▶ _EXERCISE INSTRUCTIONS_
Output every line of the rows below as a Markdown table with two columns, Row and Line. Number the lines in order and skip any blank ones.

▶ _Point annotation dataset rows_

## START

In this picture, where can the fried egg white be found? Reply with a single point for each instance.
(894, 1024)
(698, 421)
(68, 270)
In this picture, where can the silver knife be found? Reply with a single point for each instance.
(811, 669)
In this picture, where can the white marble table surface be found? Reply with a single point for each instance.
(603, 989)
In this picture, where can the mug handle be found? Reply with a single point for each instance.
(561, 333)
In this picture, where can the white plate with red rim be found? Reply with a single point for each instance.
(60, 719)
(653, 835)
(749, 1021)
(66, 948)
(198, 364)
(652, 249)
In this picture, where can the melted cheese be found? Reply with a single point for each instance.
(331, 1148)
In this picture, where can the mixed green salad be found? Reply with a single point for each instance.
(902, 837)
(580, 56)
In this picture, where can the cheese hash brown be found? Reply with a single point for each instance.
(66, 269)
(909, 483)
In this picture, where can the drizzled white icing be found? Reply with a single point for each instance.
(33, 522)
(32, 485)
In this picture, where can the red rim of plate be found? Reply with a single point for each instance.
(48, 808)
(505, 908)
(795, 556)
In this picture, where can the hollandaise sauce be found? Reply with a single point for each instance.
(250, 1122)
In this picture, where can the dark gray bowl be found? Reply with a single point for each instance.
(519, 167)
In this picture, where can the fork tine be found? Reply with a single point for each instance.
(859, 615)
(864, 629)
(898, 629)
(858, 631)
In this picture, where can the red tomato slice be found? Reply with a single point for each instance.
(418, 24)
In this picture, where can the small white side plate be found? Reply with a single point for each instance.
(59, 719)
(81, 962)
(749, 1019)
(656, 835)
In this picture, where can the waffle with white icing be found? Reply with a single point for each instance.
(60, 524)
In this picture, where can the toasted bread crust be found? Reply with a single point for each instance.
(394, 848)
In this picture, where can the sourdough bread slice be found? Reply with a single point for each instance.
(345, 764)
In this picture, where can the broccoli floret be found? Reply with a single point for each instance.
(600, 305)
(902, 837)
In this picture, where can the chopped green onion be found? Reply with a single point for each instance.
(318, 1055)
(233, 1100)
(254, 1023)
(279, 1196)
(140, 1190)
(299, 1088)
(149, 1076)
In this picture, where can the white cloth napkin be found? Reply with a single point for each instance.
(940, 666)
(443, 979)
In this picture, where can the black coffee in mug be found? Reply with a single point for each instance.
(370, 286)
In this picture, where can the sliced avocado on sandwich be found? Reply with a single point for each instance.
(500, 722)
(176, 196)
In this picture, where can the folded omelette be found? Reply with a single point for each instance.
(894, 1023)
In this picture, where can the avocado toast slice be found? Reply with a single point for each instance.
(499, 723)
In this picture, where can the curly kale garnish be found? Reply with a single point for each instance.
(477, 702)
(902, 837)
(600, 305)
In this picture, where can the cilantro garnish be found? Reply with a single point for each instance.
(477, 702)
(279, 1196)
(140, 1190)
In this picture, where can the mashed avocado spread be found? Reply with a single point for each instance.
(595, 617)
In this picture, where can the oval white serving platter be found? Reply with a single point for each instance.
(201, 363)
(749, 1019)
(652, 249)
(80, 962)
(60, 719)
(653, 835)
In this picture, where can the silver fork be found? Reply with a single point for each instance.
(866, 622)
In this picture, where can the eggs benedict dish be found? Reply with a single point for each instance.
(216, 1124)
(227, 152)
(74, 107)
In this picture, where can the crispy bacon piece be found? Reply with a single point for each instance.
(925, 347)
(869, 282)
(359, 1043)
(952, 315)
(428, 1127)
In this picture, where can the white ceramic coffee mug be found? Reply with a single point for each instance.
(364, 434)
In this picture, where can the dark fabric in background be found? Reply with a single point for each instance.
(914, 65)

## END

▶ _EXPECTED ANSWER_
| Row | Line |
|---|---|
| 1 | In this picture, where can the fried egg white be found? Reply with a single point for each instance. |
| 2 | (894, 1024) |
| 3 | (698, 421) |
| 4 | (68, 270) |
| 5 | In this picture, where can the silver knife be found? Reply with a single point for each instance. |
| 6 | (811, 669) |
| 7 | In this picture, where can the white marble table surface be found? Reply with a single point for each instance. |
| 8 | (603, 989) |
| 9 | In this picture, where can the mug handle be found? Reply with a single point for each instance. |
| 10 | (561, 333) |
| 11 | In this picture, where can the white plate with red rim be found? Reply with a single point for each instance. |
| 12 | (60, 719) |
| 13 | (653, 835) |
| 14 | (749, 1021) |
| 15 | (66, 948) |
| 16 | (198, 364) |
| 17 | (652, 249) |
| 18 | In this picture, where can the melted cheese be found? Reply with a single point for each instance. |
| 19 | (331, 1148) |
| 20 | In this picture, where can the mixed green salad be found? Reply with a single point for each instance. |
| 21 | (902, 837) |
| 22 | (580, 56) |
| 23 | In this picture, where can the cheese hash brown be found? Reply with a single point for each instance. |
| 24 | (66, 269) |
| 25 | (909, 483) |
| 26 | In this picture, where can the drizzled white icing be found? Reply with a single point for each instance. |
| 27 | (33, 522) |
| 28 | (32, 485) |
| 29 | In this picture, where can the red rim of plate be found? Reply with a single point for each instance. |
| 30 | (48, 808) |
| 31 | (505, 908) |
| 32 | (795, 556) |
| 33 | In this picture, where can the hollandaise sauce be found? Reply with a single point for each instance. |
| 34 | (250, 1122) |
| 35 | In this picture, where can the dark gray bowl be found? Reply with a single point for each instance. |
| 36 | (519, 167) |
| 37 | In this picture, where can the fork tine be found? Reply with a single point for each instance. |
| 38 | (859, 615) |
| 39 | (864, 629) |
| 40 | (898, 629) |
| 41 | (858, 631) |
| 42 | In this picture, where can the red tomato slice be found? Reply with a single point for each instance. |
| 43 | (418, 24) |
| 44 | In this picture, where can the small white side plate be found? Reply with a single point for each instance. |
| 45 | (59, 719) |
| 46 | (81, 962) |
| 47 | (749, 1019) |
| 48 | (656, 835) |
| 49 | In this picture, where can the waffle with white icing be found? Reply with a single point for each instance. |
| 50 | (60, 524) |
| 51 | In this picture, where can the toasted bread crust be found? Reply with a single point for each instance. |
| 52 | (394, 848) |
| 53 | In this picture, where can the sourdough bread slice be found? Reply with a single point for each instance. |
| 54 | (345, 764) |
| 55 | In this picture, where can the broccoli floret be found? Reply with a single point for each instance. |
| 56 | (600, 305) |
| 57 | (902, 837) |
| 58 | In this picture, where can the chopped green onion be found? Reply with a single point for each instance. |
| 59 | (318, 1055) |
| 60 | (233, 1100) |
| 61 | (254, 1023) |
| 62 | (279, 1196) |
| 63 | (140, 1190) |
| 64 | (299, 1088) |
| 65 | (149, 1076) |
| 66 | In this picture, where can the white cloth napkin be found? Reply with a single point for each instance. |
| 67 | (940, 666) |
| 68 | (443, 979) |
| 69 | In this picture, where can the black coffee in mug be found? Reply with a single point for each instance. |
| 70 | (370, 286) |
| 71 | In this picture, where can the sliced avocado on sandwich be found? Reply with a single point for each instance. |
| 72 | (500, 722) |
| 73 | (176, 196) |
| 74 | In this picture, where can the folded omelette be found? Reply with a single point for each instance. |
| 75 | (894, 1023) |
| 76 | In this picture, where can the avocado toast slice be found? Reply with a single point for each instance. |
| 77 | (499, 723) |
| 78 | In this picture, where can the curly kale garnish be found? Reply with a single point for each instance. |
| 79 | (477, 702) |
| 80 | (902, 837) |
| 81 | (600, 305) |
| 82 | In this picture, where can the cilantro garnish be found? Reply with a single point for each instance. |
| 83 | (477, 702) |
| 84 | (279, 1196) |
| 85 | (140, 1190) |
| 86 | In this picture, where can the mashed avocado spread be found? Reply with a single point for each instance. |
| 87 | (595, 617) |
| 88 | In this picture, where can the oval white serving platter be found? Reply with a single point for each instance. |
| 89 | (201, 363) |
| 90 | (749, 1019) |
| 91 | (652, 249) |
| 92 | (80, 962) |
| 93 | (60, 719) |
| 94 | (653, 835) |
| 95 | In this picture, where can the silver fork be found? Reply with a single point for each instance. |
| 96 | (866, 622) |
| 97 | In this picture, where can the eggs benedict dish be found? Reply with a single point for each instance. |
| 98 | (216, 1124) |
| 99 | (227, 152) |
| 100 | (74, 107) |
| 101 | In this picture, where can the crispy bacon piece be found? Reply with a single point for each instance. |
| 102 | (925, 347) |
| 103 | (869, 282) |
| 104 | (359, 1043) |
| 105 | (952, 315) |
| 106 | (428, 1127) |
| 107 | In this picture, where can the white ceramic coffee mug be found? Reply with a single point for each instance. |
| 108 | (364, 434) |
| 109 | In this picture, where can the dark fabric in background be found? Reply with a single point for each instance. |
| 110 | (914, 65) |